YOUR TASK:
Within the listing below, count the lines that include "roof" and give the count alone.

EXTRACTED MATERIAL:
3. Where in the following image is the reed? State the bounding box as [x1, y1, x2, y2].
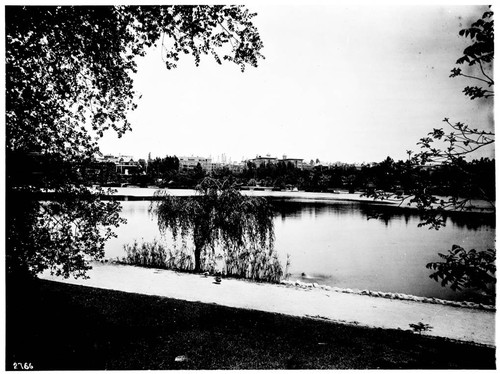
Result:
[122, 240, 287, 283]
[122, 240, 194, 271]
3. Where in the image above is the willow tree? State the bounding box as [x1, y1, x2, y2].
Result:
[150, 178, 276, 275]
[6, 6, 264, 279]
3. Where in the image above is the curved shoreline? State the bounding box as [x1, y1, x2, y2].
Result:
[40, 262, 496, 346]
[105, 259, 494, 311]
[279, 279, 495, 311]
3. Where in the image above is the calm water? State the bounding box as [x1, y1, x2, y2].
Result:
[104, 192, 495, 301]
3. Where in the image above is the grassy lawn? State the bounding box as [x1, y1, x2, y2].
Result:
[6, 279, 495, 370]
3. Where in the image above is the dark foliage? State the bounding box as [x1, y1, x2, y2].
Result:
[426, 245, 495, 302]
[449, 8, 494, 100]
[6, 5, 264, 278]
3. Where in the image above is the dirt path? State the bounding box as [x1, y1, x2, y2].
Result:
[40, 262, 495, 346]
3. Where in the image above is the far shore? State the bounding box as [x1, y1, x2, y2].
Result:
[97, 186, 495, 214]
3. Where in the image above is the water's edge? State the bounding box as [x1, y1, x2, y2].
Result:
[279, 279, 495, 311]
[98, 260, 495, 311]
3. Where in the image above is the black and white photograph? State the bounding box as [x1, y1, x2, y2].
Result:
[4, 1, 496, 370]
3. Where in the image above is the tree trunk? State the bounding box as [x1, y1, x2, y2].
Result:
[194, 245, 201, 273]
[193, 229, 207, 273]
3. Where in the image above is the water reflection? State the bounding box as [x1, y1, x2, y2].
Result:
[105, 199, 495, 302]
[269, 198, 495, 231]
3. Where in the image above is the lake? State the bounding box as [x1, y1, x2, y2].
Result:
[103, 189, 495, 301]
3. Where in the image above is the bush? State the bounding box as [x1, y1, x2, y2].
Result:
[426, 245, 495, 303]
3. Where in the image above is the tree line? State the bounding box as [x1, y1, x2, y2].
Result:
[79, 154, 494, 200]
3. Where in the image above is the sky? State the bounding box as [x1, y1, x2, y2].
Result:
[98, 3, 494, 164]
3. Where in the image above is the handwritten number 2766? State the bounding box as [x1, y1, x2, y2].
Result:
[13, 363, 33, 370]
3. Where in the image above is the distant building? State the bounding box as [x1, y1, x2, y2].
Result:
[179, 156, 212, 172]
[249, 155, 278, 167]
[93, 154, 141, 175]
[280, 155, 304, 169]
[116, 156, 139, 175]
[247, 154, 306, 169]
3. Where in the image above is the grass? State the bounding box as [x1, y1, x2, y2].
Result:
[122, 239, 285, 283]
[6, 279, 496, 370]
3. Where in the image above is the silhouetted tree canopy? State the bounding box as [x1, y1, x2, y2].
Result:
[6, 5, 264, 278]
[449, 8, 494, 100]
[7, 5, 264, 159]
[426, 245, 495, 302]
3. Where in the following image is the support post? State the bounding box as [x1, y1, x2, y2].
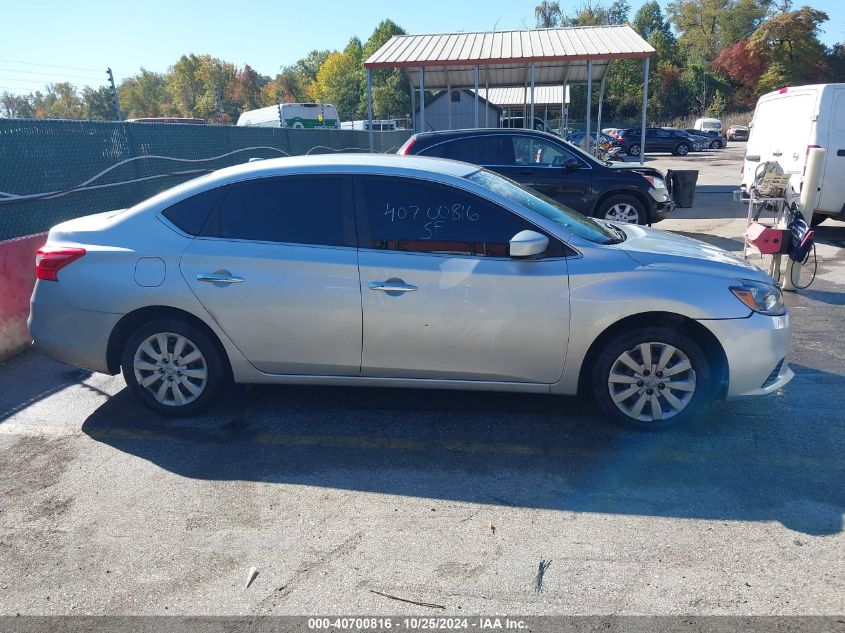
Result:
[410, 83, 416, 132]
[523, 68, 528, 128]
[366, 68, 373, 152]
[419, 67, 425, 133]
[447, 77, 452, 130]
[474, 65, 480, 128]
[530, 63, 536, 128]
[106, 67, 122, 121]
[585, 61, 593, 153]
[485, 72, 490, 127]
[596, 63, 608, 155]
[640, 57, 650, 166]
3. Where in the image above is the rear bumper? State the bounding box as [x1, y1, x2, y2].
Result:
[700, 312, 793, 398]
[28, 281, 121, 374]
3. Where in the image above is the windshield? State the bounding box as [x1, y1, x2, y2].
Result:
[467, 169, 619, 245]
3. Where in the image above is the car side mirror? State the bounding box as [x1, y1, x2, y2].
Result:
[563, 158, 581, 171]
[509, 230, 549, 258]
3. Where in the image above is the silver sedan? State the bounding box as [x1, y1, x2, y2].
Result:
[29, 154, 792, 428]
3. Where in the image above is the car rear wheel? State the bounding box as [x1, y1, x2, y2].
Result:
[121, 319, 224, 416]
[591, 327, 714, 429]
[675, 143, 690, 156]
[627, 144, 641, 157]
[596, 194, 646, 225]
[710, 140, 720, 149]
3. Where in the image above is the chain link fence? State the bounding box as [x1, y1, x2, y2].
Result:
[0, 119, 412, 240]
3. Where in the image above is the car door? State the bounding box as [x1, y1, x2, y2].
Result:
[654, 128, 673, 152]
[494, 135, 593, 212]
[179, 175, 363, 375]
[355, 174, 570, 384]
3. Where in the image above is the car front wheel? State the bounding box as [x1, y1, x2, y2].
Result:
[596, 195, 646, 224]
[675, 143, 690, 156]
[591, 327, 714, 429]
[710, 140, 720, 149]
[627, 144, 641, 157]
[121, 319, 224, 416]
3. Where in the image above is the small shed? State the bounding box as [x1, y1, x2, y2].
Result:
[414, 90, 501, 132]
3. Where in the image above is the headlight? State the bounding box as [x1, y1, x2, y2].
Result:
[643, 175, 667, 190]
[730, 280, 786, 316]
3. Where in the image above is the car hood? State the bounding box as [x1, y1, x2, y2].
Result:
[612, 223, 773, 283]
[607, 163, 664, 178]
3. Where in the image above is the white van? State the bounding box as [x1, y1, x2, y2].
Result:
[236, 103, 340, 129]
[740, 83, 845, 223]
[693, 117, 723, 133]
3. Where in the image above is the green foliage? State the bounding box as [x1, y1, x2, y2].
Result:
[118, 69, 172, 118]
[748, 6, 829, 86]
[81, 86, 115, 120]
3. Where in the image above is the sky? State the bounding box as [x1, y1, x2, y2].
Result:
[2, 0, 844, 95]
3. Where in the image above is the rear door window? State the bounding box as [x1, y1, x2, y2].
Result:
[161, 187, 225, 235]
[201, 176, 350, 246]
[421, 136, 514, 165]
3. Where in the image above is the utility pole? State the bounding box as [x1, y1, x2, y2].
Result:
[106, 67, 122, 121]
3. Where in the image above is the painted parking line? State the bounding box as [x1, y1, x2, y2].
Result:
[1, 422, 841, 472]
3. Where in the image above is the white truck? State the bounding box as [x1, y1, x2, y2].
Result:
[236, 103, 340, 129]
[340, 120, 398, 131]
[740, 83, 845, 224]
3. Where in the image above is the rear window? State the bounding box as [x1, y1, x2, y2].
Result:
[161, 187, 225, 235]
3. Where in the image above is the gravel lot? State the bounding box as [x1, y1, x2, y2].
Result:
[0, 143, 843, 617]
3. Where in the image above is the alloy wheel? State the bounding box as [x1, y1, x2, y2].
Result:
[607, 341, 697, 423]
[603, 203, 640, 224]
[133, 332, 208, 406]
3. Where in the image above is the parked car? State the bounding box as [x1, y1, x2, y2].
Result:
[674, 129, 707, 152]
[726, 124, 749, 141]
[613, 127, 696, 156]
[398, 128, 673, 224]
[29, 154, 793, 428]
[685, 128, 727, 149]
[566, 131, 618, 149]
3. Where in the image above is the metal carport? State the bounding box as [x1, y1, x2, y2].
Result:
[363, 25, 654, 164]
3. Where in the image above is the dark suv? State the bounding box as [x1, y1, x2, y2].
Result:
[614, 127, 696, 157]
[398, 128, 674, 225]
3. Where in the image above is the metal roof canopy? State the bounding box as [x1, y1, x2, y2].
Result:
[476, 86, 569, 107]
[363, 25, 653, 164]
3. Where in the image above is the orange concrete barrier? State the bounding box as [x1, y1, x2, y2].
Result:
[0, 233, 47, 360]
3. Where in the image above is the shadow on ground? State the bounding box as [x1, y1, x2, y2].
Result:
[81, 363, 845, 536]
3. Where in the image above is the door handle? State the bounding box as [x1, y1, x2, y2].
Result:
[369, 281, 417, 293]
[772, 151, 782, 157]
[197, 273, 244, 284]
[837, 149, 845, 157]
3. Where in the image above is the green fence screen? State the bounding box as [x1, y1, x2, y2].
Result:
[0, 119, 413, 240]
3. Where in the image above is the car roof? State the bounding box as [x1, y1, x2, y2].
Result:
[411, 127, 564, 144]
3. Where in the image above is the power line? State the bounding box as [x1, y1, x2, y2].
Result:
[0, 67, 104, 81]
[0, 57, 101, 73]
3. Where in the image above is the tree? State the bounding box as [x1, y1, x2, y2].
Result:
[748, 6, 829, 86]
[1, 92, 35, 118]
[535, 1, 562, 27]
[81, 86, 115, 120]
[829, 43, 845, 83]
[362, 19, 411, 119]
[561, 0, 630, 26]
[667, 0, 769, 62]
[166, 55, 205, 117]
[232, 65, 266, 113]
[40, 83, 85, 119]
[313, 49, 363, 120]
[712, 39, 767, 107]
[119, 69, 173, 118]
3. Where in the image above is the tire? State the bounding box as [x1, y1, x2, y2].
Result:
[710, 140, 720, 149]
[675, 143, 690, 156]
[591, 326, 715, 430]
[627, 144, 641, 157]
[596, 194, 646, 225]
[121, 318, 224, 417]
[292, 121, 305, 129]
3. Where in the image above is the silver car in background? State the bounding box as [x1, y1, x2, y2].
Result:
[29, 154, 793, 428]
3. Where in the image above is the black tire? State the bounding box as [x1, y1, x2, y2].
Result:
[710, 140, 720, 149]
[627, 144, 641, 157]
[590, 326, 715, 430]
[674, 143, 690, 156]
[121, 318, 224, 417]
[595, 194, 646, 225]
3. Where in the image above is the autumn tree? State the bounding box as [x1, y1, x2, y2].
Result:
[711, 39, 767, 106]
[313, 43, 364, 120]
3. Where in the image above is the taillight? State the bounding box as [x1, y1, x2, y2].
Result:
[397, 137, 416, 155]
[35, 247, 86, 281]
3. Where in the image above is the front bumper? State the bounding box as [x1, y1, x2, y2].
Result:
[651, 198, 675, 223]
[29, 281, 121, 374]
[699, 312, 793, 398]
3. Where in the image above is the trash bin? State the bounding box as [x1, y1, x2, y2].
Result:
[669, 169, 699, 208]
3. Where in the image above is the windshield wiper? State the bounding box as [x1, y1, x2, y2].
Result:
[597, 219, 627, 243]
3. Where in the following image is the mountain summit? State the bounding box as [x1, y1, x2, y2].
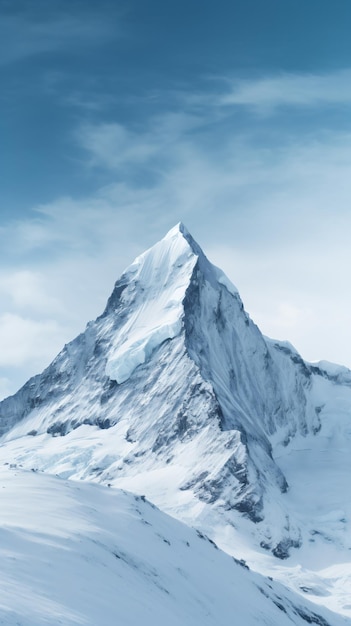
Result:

ANSWER TO THIS TASK:
2